Content starts

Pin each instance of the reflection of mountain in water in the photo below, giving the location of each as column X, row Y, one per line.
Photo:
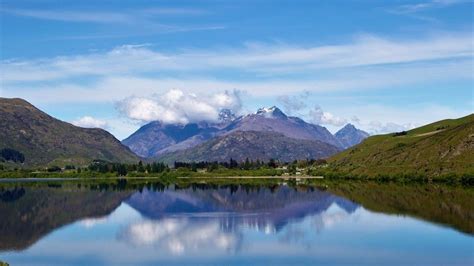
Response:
column 29, row 213
column 264, row 208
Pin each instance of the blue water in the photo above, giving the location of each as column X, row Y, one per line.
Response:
column 224, row 227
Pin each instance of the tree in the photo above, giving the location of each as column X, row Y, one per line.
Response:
column 121, row 170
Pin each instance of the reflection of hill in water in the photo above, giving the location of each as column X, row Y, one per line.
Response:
column 264, row 208
column 449, row 205
column 29, row 213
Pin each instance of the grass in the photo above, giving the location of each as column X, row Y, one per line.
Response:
column 439, row 150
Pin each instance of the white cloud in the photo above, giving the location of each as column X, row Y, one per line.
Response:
column 367, row 50
column 128, row 16
column 176, row 106
column 422, row 6
column 90, row 122
column 318, row 116
column 295, row 103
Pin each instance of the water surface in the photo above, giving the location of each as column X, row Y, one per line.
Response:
column 345, row 224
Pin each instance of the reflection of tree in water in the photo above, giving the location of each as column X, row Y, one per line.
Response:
column 11, row 195
column 265, row 209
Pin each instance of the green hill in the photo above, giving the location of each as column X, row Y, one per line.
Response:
column 439, row 149
column 30, row 138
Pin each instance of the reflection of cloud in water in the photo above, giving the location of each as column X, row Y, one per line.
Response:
column 180, row 235
column 91, row 222
column 296, row 233
column 330, row 217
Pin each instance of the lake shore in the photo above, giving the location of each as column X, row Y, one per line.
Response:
column 47, row 179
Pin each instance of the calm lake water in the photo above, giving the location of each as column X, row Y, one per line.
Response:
column 340, row 224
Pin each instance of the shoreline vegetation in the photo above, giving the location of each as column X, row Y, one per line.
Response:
column 303, row 169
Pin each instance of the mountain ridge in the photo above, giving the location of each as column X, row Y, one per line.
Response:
column 441, row 148
column 254, row 145
column 45, row 140
column 155, row 138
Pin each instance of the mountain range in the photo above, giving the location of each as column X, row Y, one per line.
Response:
column 265, row 134
column 43, row 140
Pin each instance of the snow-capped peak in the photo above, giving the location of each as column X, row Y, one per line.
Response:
column 270, row 112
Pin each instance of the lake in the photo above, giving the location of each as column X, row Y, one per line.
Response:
column 347, row 223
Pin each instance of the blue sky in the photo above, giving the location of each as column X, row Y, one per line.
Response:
column 382, row 65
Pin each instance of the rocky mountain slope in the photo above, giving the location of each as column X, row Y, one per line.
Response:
column 44, row 140
column 349, row 136
column 274, row 120
column 156, row 139
column 254, row 145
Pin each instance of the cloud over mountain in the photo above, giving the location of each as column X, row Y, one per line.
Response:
column 90, row 122
column 177, row 106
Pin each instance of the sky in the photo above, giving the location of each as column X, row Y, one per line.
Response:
column 383, row 66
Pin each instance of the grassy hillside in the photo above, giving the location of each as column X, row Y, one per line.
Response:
column 44, row 140
column 438, row 149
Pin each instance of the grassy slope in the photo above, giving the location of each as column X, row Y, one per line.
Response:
column 45, row 140
column 441, row 148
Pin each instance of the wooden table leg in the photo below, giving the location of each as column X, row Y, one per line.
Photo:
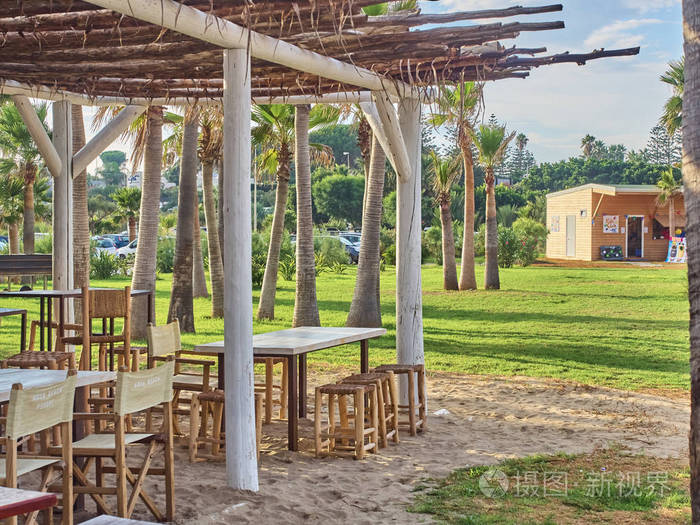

Content ends

Exercise description
Write out all the entries word for word, but skip any images.

Answer to the problem
Pin each instance of the reflection of mountain in water in the photo below, giving the location of each as column X, row Y, one per line.
Photo:
Response:
column 29, row 213
column 264, row 208
Pin each instance of the blue water in the photo above, giving the location of each as column X, row Y, one per line.
Response:
column 224, row 227
Pin each instance of the tree in the photo above, giving the location of each as column X, row Y, one per line.
Response:
column 121, row 170
Pin each instance of the reflection of hill in water in the photo above, giving the location of each as column X, row Y, one per line.
Response:
column 264, row 208
column 449, row 205
column 29, row 213
Pin each instance of the grass in the photo above, giving the location of each as column X, row Y, one per line.
Response:
column 439, row 150
Pin each instance of the white cloud in the photo above, giving the location of each as column X, row Y, one per line.
Response:
column 367, row 50
column 128, row 16
column 176, row 106
column 422, row 6
column 90, row 122
column 318, row 116
column 295, row 103
Pin each instance of the water surface in the photo above, giving the location of each as column X, row Y, one per line.
Response:
column 345, row 224
Pin each instance of the reflection of tree in water in the photo above, giving the location of each as column X, row Y, one per line.
Response:
column 11, row 195
column 265, row 209
Pin each instance of the green hill in the photo above, giving the location of each as column X, row Y, one per line.
Response:
column 439, row 149
column 30, row 138
Pin each instance of the reflection of cloud in water in the photo above, giving the location of each as column X, row Y, one per line.
Response:
column 180, row 235
column 91, row 222
column 296, row 233
column 330, row 217
Pin each instance of the lake shore in the photo above, giving the location of each as column X, row Y, one per line.
Response:
column 47, row 179
Pin each instance of the calm lake water in the photo above, giving the location of each as column X, row Y, one per line.
Response:
column 340, row 224
Pin each instance of the shoreline vegetation in the photo above, giving the location of each as column X, row Y, one per line.
Response:
column 303, row 169
Pin each instance of the mountain ridge in the photo above, giving the location of each as column X, row Y, one per line.
Response:
column 441, row 148
column 254, row 145
column 45, row 140
column 155, row 138
Pin each instance of the mountain range in the photo above, giving the location of each as column X, row Y, one per line.
Response:
column 265, row 134
column 43, row 140
Pin each instance of the snow-capped peak in the photo above, giving the location of each as column X, row Y, one per line.
Response:
column 270, row 112
Pin each instance of the lake in the photo above, giving the location of each as column X, row Y, one per line.
Response:
column 347, row 223
Pin each instance of the blue sky in the photo above, giving the location of each as column X, row Y, one per line.
Response:
column 382, row 65
Pin each instance of the rocky mountain slope in the photo above, giving the location of each as column X, row Y, one per line.
Response:
column 44, row 140
column 349, row 136
column 274, row 120
column 156, row 139
column 254, row 145
Pin each instance of the cloud over mountain in the photo above, giving the location of each as column X, row Y, one per line.
Response:
column 90, row 122
column 177, row 106
Pin each instance of the sky in the photo above, giving the location of each as column X, row Y, one per line.
Response:
column 383, row 66
Pin each instance of the grassy hillside in the photo above, giving the location of each as column X, row Y, one per line.
Response:
column 44, row 140
column 438, row 149
Pin each instance of the grassy slope in the photo above, giving the location of each as column X, row Y, one per line.
Response:
column 45, row 140
column 441, row 148
Pin each instance of the wooden table leg in the photo below, giving the location of each as column X, row Y, one per line.
Photo:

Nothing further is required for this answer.